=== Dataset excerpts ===
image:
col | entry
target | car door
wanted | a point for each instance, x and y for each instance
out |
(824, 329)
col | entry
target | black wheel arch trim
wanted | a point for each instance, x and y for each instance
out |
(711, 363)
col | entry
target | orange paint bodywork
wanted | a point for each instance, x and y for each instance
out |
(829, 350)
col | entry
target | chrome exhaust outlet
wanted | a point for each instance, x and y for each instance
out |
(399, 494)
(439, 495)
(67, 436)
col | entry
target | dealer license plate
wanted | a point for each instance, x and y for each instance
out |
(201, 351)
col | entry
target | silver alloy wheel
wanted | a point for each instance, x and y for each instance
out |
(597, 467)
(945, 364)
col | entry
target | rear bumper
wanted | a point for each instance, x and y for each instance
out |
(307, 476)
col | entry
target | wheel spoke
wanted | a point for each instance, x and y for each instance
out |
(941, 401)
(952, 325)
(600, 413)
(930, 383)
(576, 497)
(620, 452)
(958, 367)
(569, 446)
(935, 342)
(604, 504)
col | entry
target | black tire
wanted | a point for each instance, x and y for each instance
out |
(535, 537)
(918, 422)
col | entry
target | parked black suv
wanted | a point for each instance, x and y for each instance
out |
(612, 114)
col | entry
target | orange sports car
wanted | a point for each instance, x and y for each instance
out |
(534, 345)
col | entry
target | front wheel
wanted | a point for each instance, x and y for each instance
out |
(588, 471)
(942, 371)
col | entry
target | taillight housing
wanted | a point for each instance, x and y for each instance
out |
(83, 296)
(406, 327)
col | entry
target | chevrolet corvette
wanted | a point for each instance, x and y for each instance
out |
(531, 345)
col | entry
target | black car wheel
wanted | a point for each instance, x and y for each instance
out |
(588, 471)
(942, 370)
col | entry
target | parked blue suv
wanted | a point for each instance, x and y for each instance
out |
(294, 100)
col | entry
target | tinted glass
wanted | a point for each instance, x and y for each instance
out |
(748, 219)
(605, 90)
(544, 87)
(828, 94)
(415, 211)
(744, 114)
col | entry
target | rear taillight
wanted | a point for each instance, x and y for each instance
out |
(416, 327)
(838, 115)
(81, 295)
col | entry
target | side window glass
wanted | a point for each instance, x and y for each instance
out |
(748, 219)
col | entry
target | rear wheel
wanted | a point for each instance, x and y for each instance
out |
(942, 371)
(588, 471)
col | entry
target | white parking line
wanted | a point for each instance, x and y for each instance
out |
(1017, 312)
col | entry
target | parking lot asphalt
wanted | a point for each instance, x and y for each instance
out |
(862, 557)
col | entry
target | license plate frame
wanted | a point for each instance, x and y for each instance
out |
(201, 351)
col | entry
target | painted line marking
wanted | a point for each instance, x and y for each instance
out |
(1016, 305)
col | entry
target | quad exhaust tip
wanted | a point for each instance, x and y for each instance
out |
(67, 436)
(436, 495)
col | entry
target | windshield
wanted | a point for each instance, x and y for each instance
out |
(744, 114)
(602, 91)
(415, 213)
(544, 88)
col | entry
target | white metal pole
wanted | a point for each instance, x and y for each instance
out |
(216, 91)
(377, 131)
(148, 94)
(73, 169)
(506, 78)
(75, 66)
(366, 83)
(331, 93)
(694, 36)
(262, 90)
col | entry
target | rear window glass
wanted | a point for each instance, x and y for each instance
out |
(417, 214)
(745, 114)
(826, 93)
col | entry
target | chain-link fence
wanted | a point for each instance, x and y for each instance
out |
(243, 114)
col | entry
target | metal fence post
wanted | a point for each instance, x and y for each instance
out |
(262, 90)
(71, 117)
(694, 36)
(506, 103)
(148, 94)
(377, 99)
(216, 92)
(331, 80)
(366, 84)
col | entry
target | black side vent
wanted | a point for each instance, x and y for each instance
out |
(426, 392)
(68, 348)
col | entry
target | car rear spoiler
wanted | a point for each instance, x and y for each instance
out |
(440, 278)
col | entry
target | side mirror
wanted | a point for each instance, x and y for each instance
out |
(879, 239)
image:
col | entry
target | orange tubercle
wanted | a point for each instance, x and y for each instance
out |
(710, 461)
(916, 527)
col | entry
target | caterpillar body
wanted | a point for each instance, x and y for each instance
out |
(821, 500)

=== PROBLEM DETAILS ===
Go through the data and gather every line that holds "white".

=== FINISHED TASK ===
target | white parking line
target | white metal pole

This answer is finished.